WRITTEN REQUEST:
Retype each record shown below, leaving every character as it is.

INPUT ROWS:
»»

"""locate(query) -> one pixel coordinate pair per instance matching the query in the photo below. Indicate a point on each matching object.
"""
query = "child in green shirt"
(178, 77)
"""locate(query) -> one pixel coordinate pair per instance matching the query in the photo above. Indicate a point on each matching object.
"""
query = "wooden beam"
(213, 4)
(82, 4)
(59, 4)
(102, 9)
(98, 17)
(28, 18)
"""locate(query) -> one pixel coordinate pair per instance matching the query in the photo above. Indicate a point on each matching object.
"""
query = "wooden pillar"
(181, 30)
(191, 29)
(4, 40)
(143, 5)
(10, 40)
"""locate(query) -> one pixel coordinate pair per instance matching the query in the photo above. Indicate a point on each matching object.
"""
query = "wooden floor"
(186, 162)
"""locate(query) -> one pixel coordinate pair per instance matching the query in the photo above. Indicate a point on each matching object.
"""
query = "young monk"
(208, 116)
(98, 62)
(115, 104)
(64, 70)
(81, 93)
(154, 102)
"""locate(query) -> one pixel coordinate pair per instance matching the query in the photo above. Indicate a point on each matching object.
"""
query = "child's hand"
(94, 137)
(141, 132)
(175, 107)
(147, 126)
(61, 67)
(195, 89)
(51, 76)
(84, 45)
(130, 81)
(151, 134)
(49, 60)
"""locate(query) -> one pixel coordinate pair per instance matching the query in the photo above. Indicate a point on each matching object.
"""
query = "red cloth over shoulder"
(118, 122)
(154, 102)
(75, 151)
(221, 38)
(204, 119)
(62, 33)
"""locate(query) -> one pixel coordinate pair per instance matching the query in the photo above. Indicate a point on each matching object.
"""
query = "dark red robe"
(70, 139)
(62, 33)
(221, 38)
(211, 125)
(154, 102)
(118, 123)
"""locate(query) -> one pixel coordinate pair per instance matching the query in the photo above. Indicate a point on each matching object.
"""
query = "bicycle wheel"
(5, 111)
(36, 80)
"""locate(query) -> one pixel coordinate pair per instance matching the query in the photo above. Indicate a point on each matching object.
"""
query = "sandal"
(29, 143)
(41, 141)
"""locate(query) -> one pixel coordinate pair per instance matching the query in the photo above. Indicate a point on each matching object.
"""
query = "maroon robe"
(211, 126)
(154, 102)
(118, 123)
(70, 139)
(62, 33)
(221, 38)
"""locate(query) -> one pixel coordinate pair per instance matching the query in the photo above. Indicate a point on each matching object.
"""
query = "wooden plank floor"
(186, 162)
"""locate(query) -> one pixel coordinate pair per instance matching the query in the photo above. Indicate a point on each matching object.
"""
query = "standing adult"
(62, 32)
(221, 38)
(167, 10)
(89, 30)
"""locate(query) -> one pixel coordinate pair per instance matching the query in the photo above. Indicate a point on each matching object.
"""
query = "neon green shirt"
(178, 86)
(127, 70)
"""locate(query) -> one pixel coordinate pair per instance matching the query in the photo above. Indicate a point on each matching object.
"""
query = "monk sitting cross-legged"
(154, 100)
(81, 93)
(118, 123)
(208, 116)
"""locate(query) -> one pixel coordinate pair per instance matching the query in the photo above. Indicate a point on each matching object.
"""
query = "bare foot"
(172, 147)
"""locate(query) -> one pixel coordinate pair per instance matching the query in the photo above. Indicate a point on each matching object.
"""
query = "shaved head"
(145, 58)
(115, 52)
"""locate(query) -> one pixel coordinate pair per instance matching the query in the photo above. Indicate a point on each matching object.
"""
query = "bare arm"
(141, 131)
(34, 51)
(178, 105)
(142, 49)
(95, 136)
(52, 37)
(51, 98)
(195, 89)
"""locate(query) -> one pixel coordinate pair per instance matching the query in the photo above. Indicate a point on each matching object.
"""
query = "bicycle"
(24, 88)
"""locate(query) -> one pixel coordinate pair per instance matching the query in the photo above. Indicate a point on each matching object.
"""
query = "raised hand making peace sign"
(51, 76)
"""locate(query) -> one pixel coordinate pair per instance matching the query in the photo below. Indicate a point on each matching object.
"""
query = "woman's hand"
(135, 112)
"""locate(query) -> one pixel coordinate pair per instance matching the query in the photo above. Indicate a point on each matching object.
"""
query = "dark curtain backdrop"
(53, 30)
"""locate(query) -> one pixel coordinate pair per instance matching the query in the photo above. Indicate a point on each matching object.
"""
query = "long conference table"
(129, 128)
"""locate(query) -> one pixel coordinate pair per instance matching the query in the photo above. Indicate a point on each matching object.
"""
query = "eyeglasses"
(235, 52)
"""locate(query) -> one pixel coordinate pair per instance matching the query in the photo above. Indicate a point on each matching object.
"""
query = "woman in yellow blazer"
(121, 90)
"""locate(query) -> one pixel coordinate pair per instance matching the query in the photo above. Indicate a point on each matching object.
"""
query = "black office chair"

««

EXPECTED ANSWER:
"""locate(query) -> one pixel coordinate pair per instance matching the query in the photo below. Indicate a point on each matching object.
"""
query = "child in green shirt"
(178, 77)
"""locate(query) -> one pixel coordinate pair per instance matching the query in the photo above. Indicate a point on each matching object.
"""
query = "wooden beam"
(213, 4)
(82, 4)
(59, 4)
(102, 9)
(98, 17)
(28, 18)
"""locate(query) -> one pixel coordinate pair per instance matching the query in the photo above. Indicate a point on each matching object.
"""
query = "wooden pillar"
(181, 30)
(191, 29)
(4, 40)
(143, 5)
(10, 40)
"""locate(query) -> one pixel coordinate pair per instance matching the query in the photo above. Indicate a point on each matching object.
"""
query = "wooden floor"
(186, 162)
"""locate(query) -> one pixel coordinate pair per instance matching the query in the photo above. Indicate a point on each matching object.
"""
query = "young monk"
(208, 116)
(98, 62)
(115, 104)
(64, 70)
(81, 93)
(154, 102)
"""locate(query) -> one pixel coordinate pair per instance matching the query in the photo above. Indicate a point on each matching object.
"""
query = "child's hand"
(94, 137)
(141, 132)
(175, 107)
(147, 126)
(61, 67)
(195, 89)
(51, 76)
(84, 45)
(130, 81)
(151, 134)
(49, 60)
"""locate(query) -> one pixel coordinate pair per instance matching the query in the photo above. Indicate a point on each matching object.
"""
query = "red cloth over shoulder"
(118, 122)
(154, 102)
(75, 151)
(221, 38)
(204, 119)
(62, 33)
"""locate(query) -> one pixel coordinate pair per instance matching the query in the photo above. Indicate a point on each matching object.
"""
query = "dark red robe"
(70, 139)
(62, 33)
(221, 38)
(211, 125)
(154, 102)
(118, 123)
"""locate(query) -> one pixel coordinate pair per instance matching the query in the photo above. Indicate a point on each matching object.
"""
query = "bicycle wheel"
(5, 111)
(36, 80)
"""locate(query) -> one pixel coordinate pair per instance matching the query in the photo above. Indicate a point on each matching object.
"""
query = "sandal"
(29, 143)
(41, 141)
"""locate(query) -> one pixel coordinate pair per instance matching the query in the photo above. Indicate a point on each matching object.
"""
query = "maroon robe"
(211, 126)
(154, 102)
(118, 123)
(70, 139)
(62, 33)
(221, 38)
"""locate(query) -> one pixel coordinate pair per instance matching the query in the photo above. Indicate a point on each matching object.
"""
query = "wooden plank floor"
(186, 162)
"""locate(query) -> one pixel coordinate pair per instance matching the query in the photo above. Indicate a point on each matching object.
"""
query = "standing adult"
(62, 32)
(221, 38)
(167, 10)
(89, 30)
"""locate(query) -> one pixel coordinate pair per instance matching the query in the photo above. Indicate a point on each matching object.
"""
query = "neon green shirt"
(178, 86)
(127, 70)
"""locate(query) -> one pixel coordinate pair per instance matching the query in the photo above. Indicate a point on each matching object.
"""
query = "monk sitting cross-legged"
(154, 100)
(81, 93)
(118, 123)
(208, 116)
"""locate(query) -> one pixel coordinate pair per instance matching the query in the photo above. Indicate a point on each matching object.
"""
query = "bare foot"
(172, 147)
"""locate(query) -> one pixel coordinate pair per instance matching the query in the photo above. Indicate a point on each matching object.
"""
query = "shaved head"
(145, 58)
(115, 52)
"""locate(query) -> one pixel coordinate pair per instance matching the query in the photo above. Indicate a point on each matching object.
"""
query = "bare arm"
(141, 131)
(34, 51)
(178, 105)
(142, 49)
(95, 136)
(52, 37)
(51, 98)
(195, 89)
"""locate(query) -> one pixel coordinate pair per instance matching the query in the photo above. Indicate a point on each matching object.
"""
query = "bicycle"
(24, 88)
"""locate(query) -> one pixel coordinate pair per instance matching the query in the photo above. Indicate a point on each matching object.
"""
query = "raised hand making peace sign"
(51, 76)
"""locate(query) -> one pixel coordinate pair per instance matching the query in the photo below. Indicate a point on each matching object.
"""
query = "woman's hand"
(135, 112)
"""locate(query) -> one pixel coordinate pair per instance matching the query in the photo above. Indicate a point on each matching object.
"""
query = "dark curtain backdrop"
(53, 30)
"""locate(query) -> one pixel coordinate pair per instance matching the query in the photo above. Indicate a point on each matching object.
"""
query = "long conference table"
(129, 128)
"""locate(query) -> one pixel coordinate pair per instance matching the query in the photo above. Indicate a point on each matching object.
"""
query = "eyeglasses"
(235, 52)
"""locate(query) -> one pixel coordinate pair per instance matching the query in the photo above. Indicate a point on each matching object.
"""
query = "woman in yellow blazer"
(121, 90)
"""locate(query) -> one pixel coordinate pair per instance matching the query in the photo above. Indicate a point on each matching object.
"""
query = "black office chair"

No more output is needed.